● Exercise requirements:
Rewrite the lines from the one with "sculpture. Report pixel corners as JSON arrays." through the one with "[[266, 0, 449, 150]]", swapping "sphere" for "globe" and leaving everything else as it is.

== Supplied data

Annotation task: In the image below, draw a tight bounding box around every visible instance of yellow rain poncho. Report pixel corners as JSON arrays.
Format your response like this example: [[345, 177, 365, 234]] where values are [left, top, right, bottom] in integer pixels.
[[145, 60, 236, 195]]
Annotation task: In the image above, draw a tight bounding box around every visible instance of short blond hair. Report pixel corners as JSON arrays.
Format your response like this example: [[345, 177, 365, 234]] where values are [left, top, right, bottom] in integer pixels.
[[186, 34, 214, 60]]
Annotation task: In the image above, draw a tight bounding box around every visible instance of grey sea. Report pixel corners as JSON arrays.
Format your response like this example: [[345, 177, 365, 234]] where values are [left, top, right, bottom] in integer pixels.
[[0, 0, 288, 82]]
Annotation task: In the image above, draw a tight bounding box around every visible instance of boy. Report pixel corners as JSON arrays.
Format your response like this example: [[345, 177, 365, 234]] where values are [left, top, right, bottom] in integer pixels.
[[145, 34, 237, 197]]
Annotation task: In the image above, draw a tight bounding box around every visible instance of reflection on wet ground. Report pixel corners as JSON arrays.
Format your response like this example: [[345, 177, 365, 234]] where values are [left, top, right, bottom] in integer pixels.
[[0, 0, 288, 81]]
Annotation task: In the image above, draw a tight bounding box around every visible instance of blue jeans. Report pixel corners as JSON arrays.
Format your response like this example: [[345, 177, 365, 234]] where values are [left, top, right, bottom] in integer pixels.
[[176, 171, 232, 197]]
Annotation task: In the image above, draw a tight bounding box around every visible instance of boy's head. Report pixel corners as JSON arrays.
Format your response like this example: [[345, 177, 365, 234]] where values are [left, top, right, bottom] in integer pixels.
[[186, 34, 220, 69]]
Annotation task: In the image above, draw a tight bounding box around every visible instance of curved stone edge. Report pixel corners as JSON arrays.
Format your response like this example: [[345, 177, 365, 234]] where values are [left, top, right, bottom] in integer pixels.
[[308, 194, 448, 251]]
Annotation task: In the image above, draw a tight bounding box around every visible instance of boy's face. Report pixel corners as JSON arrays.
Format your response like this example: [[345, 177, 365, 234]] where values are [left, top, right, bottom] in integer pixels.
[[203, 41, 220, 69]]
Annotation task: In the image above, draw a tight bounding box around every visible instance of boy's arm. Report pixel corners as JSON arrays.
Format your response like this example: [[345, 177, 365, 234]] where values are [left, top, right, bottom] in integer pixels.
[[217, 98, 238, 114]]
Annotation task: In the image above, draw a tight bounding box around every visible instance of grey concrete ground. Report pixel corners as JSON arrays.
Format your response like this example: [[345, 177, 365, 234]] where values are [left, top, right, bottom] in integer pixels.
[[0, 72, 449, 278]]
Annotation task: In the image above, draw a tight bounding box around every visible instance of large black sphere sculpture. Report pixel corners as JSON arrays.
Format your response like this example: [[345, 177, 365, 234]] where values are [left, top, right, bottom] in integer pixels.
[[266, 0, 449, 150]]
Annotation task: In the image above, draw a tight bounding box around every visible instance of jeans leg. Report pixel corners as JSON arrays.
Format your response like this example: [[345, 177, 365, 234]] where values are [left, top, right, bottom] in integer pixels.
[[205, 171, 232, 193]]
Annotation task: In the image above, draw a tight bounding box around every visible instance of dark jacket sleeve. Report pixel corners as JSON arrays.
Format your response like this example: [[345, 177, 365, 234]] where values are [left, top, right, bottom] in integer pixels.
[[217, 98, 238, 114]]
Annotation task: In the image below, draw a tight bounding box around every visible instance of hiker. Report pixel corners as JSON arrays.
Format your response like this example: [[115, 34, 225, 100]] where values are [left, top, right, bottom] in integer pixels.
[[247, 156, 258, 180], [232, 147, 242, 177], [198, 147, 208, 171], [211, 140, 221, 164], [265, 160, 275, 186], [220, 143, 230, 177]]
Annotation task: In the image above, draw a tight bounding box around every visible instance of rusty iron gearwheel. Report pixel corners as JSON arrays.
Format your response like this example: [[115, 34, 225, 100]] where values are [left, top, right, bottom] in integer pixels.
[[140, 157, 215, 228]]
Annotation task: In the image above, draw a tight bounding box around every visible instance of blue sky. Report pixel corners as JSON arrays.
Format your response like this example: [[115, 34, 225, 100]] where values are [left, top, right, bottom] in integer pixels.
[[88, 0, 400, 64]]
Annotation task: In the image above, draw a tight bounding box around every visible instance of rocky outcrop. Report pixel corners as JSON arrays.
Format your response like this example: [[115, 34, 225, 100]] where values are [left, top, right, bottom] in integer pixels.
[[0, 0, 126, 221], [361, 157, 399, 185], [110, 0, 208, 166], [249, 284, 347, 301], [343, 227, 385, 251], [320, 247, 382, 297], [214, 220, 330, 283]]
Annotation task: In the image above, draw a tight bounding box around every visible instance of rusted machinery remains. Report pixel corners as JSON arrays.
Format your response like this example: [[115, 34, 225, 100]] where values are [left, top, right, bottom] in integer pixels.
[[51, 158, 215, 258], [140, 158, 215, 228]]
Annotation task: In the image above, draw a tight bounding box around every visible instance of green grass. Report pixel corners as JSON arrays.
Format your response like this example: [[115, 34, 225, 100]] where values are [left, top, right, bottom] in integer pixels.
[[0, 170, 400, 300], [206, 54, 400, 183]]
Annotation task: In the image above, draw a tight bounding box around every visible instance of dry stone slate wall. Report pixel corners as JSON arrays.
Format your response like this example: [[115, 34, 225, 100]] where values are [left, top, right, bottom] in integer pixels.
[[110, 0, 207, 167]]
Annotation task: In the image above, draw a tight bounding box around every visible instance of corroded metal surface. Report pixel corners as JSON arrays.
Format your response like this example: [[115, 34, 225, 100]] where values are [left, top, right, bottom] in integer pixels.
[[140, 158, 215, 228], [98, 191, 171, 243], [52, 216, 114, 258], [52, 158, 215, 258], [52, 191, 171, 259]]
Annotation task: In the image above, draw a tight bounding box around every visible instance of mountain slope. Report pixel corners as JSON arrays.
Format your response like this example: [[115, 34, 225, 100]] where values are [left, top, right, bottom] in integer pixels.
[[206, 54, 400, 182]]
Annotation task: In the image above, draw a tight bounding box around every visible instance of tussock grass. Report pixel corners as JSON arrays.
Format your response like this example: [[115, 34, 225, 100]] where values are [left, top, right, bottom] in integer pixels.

====

● Task solution:
Annotation task: In the image above, draw a tight bounding box around every visible instance of large black globe sculpture. Report pixel corners as JSON arrays.
Format your response like this example: [[345, 177, 365, 234]] where values are [left, top, right, bottom] in integer pixels.
[[266, 0, 449, 150]]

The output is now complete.